## BEGIN Data

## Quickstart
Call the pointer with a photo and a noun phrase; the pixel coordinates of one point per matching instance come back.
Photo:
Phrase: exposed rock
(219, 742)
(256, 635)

## END Data

▶ **Stated problem**
Output these lines as a JSON list of strings, one string per line, leaving out blank lines.

▶ **Answer below**
[
  "## Quickstart",
  "Call the pointer with a photo and a noun phrase; the pixel coordinates of one point per matching instance come back.",
  "Photo:",
  "Phrase: exposed rock",
  "(219, 742)",
  "(256, 635)"
]